SOURCE RECORDS ::
——————————

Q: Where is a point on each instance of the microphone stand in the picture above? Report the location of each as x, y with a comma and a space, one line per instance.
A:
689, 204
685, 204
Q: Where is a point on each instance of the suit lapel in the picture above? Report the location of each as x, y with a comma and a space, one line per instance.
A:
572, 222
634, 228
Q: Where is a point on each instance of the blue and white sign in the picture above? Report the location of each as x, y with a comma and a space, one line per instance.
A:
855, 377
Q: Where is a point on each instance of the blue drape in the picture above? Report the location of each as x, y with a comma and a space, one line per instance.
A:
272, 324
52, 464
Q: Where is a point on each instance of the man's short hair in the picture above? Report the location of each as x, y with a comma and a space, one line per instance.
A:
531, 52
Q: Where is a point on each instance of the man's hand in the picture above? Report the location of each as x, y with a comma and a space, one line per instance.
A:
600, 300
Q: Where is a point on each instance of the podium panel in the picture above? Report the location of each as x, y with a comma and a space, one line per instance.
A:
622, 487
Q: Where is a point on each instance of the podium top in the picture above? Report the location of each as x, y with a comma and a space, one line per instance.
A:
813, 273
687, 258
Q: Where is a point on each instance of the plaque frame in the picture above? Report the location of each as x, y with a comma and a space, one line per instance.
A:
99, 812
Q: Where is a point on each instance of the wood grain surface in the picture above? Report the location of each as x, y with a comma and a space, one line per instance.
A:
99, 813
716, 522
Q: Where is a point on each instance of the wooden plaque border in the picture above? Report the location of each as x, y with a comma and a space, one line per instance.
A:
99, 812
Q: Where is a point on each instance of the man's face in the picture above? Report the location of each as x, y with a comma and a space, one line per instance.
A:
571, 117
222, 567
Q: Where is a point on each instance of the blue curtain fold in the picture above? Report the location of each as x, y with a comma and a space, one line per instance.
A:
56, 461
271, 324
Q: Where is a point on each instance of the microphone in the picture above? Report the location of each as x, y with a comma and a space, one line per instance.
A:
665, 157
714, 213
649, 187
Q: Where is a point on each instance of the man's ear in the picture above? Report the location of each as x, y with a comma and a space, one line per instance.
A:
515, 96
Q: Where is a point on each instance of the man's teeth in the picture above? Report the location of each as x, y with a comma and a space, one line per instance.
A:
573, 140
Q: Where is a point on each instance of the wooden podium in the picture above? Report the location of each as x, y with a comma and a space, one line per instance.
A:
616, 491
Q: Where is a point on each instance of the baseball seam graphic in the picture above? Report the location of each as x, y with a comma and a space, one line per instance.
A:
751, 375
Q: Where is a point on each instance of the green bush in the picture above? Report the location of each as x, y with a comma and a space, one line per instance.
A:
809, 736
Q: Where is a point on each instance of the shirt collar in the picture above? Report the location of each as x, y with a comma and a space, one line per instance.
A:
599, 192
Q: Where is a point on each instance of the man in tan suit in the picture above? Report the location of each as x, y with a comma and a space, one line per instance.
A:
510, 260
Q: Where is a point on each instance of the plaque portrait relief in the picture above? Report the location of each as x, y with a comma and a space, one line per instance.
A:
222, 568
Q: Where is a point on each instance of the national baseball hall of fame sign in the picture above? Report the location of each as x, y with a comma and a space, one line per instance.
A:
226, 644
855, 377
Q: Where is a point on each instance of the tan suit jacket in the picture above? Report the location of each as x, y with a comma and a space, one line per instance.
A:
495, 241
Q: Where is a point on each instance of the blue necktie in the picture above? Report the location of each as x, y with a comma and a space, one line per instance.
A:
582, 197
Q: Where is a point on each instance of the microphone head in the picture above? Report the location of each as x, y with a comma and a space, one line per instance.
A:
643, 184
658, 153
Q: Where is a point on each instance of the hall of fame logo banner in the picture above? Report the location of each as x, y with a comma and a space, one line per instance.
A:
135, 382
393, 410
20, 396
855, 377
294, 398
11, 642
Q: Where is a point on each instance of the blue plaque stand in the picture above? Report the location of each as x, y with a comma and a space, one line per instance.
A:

——————————

Return, word for word, each line from the line that contains "the microphone head" to the end of the listing above; include both end lines and nothing else.

Q: Where is a point on each instance of the microphone head in the picture above? Report the location of each as x, y with a comma and a space, one line per instance.
A:
643, 184
658, 153
Q: Where is a point on each instance of the hall of fame logo banner in the picture above? Report the location of each as x, y with a comma and a space, one line per instance.
A:
135, 382
393, 410
20, 396
855, 377
294, 398
11, 642
Q: Where is a point on each instance of the blue plaque stand in the picture above? Report the location of each as x, y with a comma and a space, one line per instance.
A:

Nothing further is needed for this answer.